DATA LINES -
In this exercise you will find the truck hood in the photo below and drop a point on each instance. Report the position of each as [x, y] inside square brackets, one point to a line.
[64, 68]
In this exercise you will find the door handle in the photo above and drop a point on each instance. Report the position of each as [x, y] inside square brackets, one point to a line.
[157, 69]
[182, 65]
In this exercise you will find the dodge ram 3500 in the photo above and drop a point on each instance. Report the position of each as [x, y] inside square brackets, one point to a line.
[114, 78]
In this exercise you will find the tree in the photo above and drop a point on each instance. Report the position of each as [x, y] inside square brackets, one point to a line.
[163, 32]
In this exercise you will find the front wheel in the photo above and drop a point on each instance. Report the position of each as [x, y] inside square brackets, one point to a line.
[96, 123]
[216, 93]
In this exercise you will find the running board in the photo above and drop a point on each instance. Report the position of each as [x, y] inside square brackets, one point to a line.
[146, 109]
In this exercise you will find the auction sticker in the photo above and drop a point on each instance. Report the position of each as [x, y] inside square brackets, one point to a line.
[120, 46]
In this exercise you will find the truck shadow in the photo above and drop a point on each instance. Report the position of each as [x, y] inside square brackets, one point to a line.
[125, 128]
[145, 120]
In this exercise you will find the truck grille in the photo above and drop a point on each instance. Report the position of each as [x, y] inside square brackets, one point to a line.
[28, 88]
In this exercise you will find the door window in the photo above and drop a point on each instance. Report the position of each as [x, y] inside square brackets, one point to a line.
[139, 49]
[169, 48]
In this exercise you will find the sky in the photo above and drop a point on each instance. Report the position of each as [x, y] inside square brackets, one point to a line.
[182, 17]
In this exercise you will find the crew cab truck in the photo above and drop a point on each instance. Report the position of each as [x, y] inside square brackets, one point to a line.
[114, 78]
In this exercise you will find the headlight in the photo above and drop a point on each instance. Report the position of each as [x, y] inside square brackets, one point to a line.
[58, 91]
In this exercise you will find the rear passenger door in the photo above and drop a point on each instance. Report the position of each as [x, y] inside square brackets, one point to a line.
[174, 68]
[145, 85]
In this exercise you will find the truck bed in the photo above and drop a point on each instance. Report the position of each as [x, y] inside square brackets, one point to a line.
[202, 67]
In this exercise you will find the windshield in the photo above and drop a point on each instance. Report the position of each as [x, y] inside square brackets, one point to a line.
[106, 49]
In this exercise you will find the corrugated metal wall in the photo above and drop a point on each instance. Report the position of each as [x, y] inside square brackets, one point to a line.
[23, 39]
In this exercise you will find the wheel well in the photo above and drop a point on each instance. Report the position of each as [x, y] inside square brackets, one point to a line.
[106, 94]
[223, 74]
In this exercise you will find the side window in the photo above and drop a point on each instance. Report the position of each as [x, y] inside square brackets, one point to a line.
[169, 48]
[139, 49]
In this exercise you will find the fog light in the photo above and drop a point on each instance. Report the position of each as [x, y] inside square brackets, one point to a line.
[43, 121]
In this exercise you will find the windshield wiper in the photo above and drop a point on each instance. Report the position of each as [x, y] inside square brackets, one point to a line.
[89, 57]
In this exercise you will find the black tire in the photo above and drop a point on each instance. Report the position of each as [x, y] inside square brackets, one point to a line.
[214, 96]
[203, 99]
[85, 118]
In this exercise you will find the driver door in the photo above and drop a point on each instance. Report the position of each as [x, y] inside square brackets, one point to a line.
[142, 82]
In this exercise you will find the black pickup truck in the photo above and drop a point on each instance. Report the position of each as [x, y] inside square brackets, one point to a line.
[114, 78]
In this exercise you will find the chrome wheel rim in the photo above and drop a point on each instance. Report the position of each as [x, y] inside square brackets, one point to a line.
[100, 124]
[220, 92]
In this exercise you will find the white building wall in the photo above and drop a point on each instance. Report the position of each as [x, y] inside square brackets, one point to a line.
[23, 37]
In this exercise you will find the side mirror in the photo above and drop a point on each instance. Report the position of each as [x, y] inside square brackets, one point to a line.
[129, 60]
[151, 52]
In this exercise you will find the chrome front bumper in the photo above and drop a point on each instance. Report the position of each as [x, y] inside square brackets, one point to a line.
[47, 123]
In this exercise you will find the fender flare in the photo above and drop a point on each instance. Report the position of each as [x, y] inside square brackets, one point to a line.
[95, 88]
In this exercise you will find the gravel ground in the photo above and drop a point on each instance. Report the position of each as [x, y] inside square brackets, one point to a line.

WHAT THIS TASK INVOLVES -
Print all of the rows above again word for word, keeping them in the same order.

EXERCISE ANSWER -
In this exercise you will find the truck hood in the photo below and drop a point on each instance. Report the position of each as [x, y] inside square brackets, one point to a line.
[64, 68]
In this exercise you will find the door handle in the photo above and drop a point on each instance. Report the position of each as [x, y] inside square brackets, one point to a line.
[157, 69]
[182, 65]
In this exercise you will find the dodge ram 3500 in the photo above and drop a point on each instance. Report the position of each as [x, y] inside square brackets, one point to a line.
[114, 78]
In this exercise you will find the tree in the photo above and drop a point on each instance. Report the position of each as [x, y] inside square brackets, one point to a line.
[163, 32]
In this exercise you will find the front wheel in the photo above and drop a point on each instance. Report the position of each as [x, y] inside square brackets, one point to a line.
[96, 123]
[216, 93]
In this exercise you will find the running board in the photo above and drop a point on each instance. Report the position of each as [x, y] inside square brackets, one point to a line.
[146, 109]
In this exercise you will find the auction sticker in the photo above and drop a point on each instance. Report the position of each as [x, y] inside square brackets, one point to a line.
[120, 46]
In this exercise you will find the truck shadow in the photo above and drop a point on each instance. Report the position of each as [x, y] inside square brackets, one point to a line.
[125, 128]
[145, 120]
In this exercise you will find the truck grille in the photo above and drop a point on each instance. Report the position of each as [x, y] inside square brackets, one point to a line.
[28, 88]
In this exercise you will find the door window in the photo above and drop a point on each instance. Report the position of each as [x, y] inside square brackets, one point to a line.
[139, 49]
[169, 48]
In this exercise you will find the sky in the photo above and drop a point on each instance. Report the position of each as [x, y] inside square brackets, one point to a line.
[182, 17]
In this exercise you will find the crew cab truck in the photo above and drop a point on each instance. Report the position of each as [x, y] inside square brackets, one point to a line.
[114, 78]
In this exercise you will find the headlight in the photo above and drop a point on each instance. Report the position of each as [x, y] inside square brackets, one point to a line.
[58, 91]
In this exercise you will find the rear passenger door in the photo above and drop a point on each instance. Report the position of each as [x, y] inside square brackets, one point to a line.
[174, 68]
[145, 85]
In this exercise you will find the truck bed in the photo above and drop a point on each instance. Report the position of each as [x, y] inside square brackets, one point to a line.
[202, 67]
In this exercise you will find the windshield in the photo above and drop a point on each instance. Report the position of each as [x, y] inside square brackets, one point to a line.
[106, 49]
In this exercise you will find the corrugated metal wall in the photo above and drop a point on each instance. Report the position of each as [x, y] inside square brackets, one point to a line.
[23, 39]
In this exercise you will find the wheel well in the photo above and drop a point on each instance. Report the position of each as [x, y] inside square brackets, one point to a line.
[106, 94]
[223, 74]
In this exercise you will find the side window in the photo above and drop a point on each instance. Report the position of each as [x, y] inside square brackets, one point to a line.
[169, 48]
[139, 49]
In this exercise you will find the fog light in the photo above and drop a point on each instance. Report the position of each as [x, y] inside square brackets, one point to a line.
[43, 121]
In this exercise you will find the windshield wiper in the photo above and drop a point on each instance. Report the position of each as [x, y] inside square brackets, one point to a line.
[89, 57]
In this exercise you will find the black tire in the photo above and drop a point on each instance. Report the position of each as [x, y] inside square brackets, one point to a line.
[214, 96]
[203, 99]
[85, 118]
In this exercise you will find the driver door in the photo above and drop a point on each instance. Report the position of each as [x, y] inside square brackets, one point to a line.
[142, 82]
In this exercise you will find the black pickup truck in the photo above and drop a point on each instance. Report the position of each as [x, y] inside square brackets, one point to a line.
[114, 78]
In this exercise you will find the chrome wheel rim in the photo above and drop a point on each instance. Report the position of each as [x, y] inside square brackets, one point to a line.
[100, 124]
[220, 92]
In this exercise you will find the white building wall in the photo above and drop a point on each instance. Report the position of each as [x, y] inside square brackets, one point to a line.
[23, 37]
In this exercise you will find the side mirror in the photo above and drop a point on each instance. Report the position of each as [x, y] inside square brackets, one point to a line.
[129, 60]
[151, 52]
In this exercise you will find the chrome front bumper in the photo above and drop a point on each instance. Report the position of each as [x, y] inside square brackets, one point to a line.
[47, 123]
In this exercise you will find the fender flare in the photo above and drop a point on each instance. Report the position of each as [x, y] inside square brackets, one point to a line.
[95, 88]
In this exercise you will find the gravel ground in the photo above and drop a point on each instance. Report the position of each as [x, y] inside square brackets, one point to a line.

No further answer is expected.